*** Block opens ***

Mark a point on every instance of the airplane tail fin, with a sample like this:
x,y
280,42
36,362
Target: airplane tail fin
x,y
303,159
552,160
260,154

*** Block closes ***

» **What you should do**
Once you have read the data, copy all of it out exactly.

» **Solution**
Mark a point on every instance of the airplane tail fin, with a sample like this:
x,y
280,42
36,362
Target: airplane tail fin
x,y
303,159
552,160
260,154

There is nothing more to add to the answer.